Location labeling records:
** begin **

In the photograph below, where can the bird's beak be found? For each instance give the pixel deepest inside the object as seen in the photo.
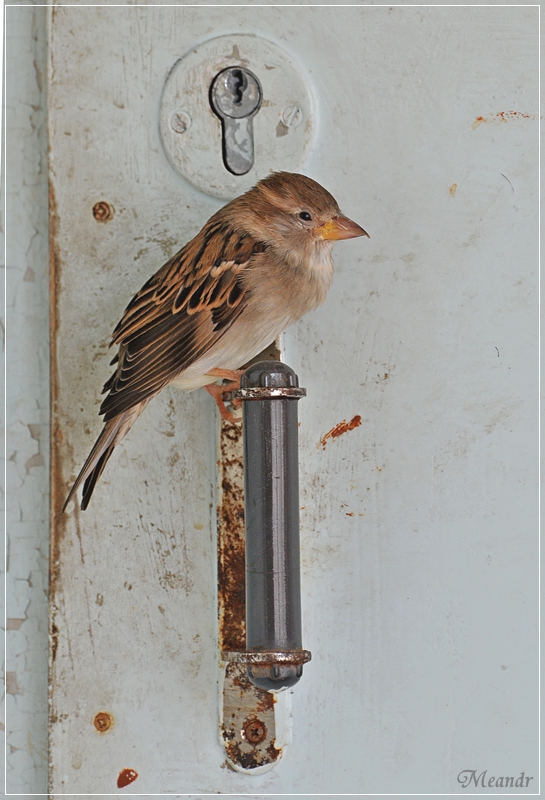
(341, 228)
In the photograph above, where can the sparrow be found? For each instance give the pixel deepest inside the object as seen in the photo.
(259, 264)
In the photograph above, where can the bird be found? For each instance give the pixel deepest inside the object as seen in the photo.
(259, 264)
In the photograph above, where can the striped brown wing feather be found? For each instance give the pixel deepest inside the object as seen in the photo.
(179, 314)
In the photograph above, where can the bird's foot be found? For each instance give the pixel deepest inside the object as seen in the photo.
(218, 392)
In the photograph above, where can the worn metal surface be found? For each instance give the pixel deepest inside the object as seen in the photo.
(195, 147)
(418, 533)
(240, 702)
(27, 434)
(247, 725)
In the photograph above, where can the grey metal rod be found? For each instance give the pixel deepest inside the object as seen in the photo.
(270, 392)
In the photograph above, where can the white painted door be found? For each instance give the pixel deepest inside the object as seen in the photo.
(418, 524)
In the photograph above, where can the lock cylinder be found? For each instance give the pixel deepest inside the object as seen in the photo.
(275, 657)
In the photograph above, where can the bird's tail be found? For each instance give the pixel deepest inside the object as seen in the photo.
(113, 431)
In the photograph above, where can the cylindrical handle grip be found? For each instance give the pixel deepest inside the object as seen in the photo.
(270, 392)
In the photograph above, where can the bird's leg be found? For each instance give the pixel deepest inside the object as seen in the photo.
(230, 374)
(217, 392)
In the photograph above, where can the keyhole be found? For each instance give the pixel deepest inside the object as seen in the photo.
(235, 96)
(237, 83)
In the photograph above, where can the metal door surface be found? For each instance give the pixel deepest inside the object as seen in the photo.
(417, 438)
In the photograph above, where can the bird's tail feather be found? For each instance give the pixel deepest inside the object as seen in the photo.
(113, 431)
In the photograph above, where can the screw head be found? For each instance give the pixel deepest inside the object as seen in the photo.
(102, 722)
(292, 116)
(180, 122)
(254, 731)
(103, 211)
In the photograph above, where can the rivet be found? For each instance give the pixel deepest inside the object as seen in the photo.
(102, 722)
(292, 116)
(180, 121)
(103, 211)
(254, 731)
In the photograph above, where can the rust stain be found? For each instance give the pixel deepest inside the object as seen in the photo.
(103, 211)
(103, 721)
(340, 428)
(125, 777)
(501, 116)
(231, 563)
(254, 731)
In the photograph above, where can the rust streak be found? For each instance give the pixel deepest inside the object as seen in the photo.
(340, 428)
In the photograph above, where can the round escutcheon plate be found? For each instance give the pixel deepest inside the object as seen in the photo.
(191, 133)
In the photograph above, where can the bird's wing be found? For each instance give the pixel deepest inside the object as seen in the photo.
(179, 314)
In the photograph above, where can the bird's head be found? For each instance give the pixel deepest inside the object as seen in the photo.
(295, 212)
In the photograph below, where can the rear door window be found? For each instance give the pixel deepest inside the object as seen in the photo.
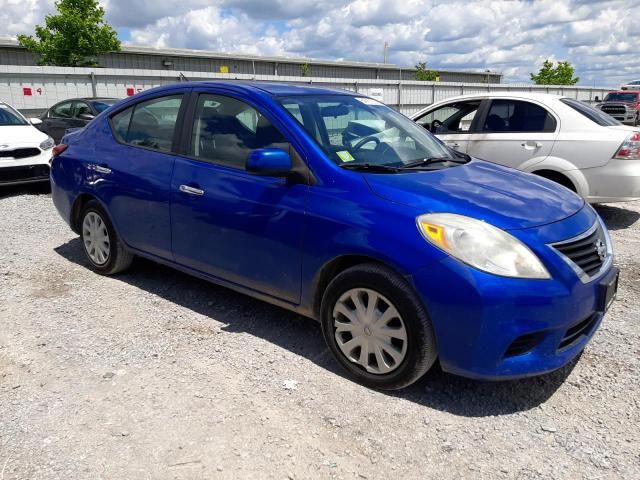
(451, 118)
(516, 116)
(62, 110)
(225, 130)
(81, 108)
(149, 124)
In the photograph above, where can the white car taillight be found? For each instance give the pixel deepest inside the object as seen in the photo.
(630, 148)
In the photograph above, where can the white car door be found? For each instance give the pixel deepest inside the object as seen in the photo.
(515, 133)
(451, 122)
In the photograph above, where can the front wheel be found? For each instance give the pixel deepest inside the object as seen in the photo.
(104, 249)
(377, 328)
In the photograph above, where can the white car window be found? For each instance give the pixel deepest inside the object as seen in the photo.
(518, 116)
(451, 118)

** end **

• WHAT THE EXERCISE ASKS
Convert the data above into a CSV with two columns, input and output, where each row pairs one text with all of the coordinates that answer it. Put each value in one quoted field with line breaks turned into spaces, and leave out the pictures.

• ANSWER TO THE TASK
input,output
"In the photograph below, where can the bird's beak be found? For each instance give the pixel deepest inside the object as seen in the photo.","(341, 228)"
"In the photograph above, where can the sparrow be found? For each instance give the pixel deepest inside the object as seen in the photo.","(259, 264)"
"In the photograph above, where can the bird be found? For each instance give the pixel deepest inside the object as seen in the photo.","(259, 264)"
"In the photograph above, where can the striped brown wing feather be found? For each instance give the pixel deepest inside the object as seen in the photo.","(179, 314)"
"In the photograph above, where can the bird's foot be found? For each instance give the pixel deepest inside the object as seen in the photo.","(218, 392)"
"In the photograph above, where can the worn metal surface be found? For each instance give the pixel deepest inside the object as seen in the photo.","(195, 147) (418, 533) (240, 702) (27, 434) (247, 725)"
"In the photograph above, where can the grey metal rod be found? For each instance give the pixel deepest inside the object as seen in the photo.","(270, 392)"
"In the photograph above, where can the white painted door be found? For each instance give the pixel deepest inside the object as seen in the photo.","(418, 524)"
"In the photograph above, where can the lock cylinder be found? For each instance give the pixel deepest inside the object as seen in the photo.","(275, 657)"
"In the photograph above, where can the bird's tail be found? For each instance give the pixel deepest inside the object as seen in the photo.","(113, 431)"
"In the photograph above, where can the cylindrical handle grip be found? For each instance give the pixel deepest inside the object as seen in the photo.","(270, 392)"
"In the photograph above, where can the bird's leg be found? For each instance give the pixel deepest inside the object as seen in the photo.","(230, 374) (217, 392)"
"In the photograph above, where can the keyhole be found? For each instance give the pixel deepest inside the object as seen in the photo.","(235, 96) (237, 83)"
"In the photograph above, where can the metal door surface be found? For each instance give the pixel deepest inside the object as seen in the photo.","(417, 438)"
"In the photograph above, where can the bird's tail feather be found? For each instance give the pixel deepest inside the object as seen in the photo.","(113, 431)"
"In the photograph above, where can the screw head be found? For each instance give the pixel deepest inside the object as seen in the photo.","(102, 722) (292, 116) (180, 122) (254, 731) (103, 211)"
"In the photograph above, where can the rivet be found? For each instance give the pixel deepest inside the object as seen in the photo.","(102, 722) (292, 116) (180, 121) (103, 211) (254, 731)"
"In the photograph above, where can the rust stain be found? For each instance give the pixel deepest inside the object as seen in the photo.","(103, 211) (103, 721) (340, 428) (125, 777) (501, 116) (231, 563) (254, 731)"
"In the photograph above, where can the rust streak be found? For each instance give the pixel deepest inside the object as seen in the photo.","(340, 428)"
"In the photograph above, where can the round escutcheon plate be found? For each instance give the pixel deepest inside the object as seen in the photo.","(191, 133)"
"In the photograph above, where can the bird's wing be found? For each instance give the pixel deepest inside the object as seen in the photo.","(179, 314)"
"In the photograph above, where can the bird's head be found? For each instance give the pixel deepest inside the object as seen in the photo.","(295, 212)"
"In the photograph below, where can the rear door window be found? For each instance give the pixel deepest inside the object as seen in the photo.","(451, 118) (516, 116) (62, 110) (225, 130) (81, 108) (149, 124)"
"In the photograph above, where can the white car taillight be found? For each instance give the pixel deepest inside the object as seen in the photo.","(630, 148)"
"In the photograph above, where can the white car door be found? For each instance give the pixel deepest inside the object as seen in the photo.","(515, 133) (451, 122)"
"In the photograph above, where can the front wheel be found? For each instance give the pixel deepest inside the object as seen in the photo.","(104, 249) (377, 328)"
"In the photograph above, where can the white car window be found? For each instance give the pixel deepest inside the object as seen in the photo.","(518, 116) (451, 118)"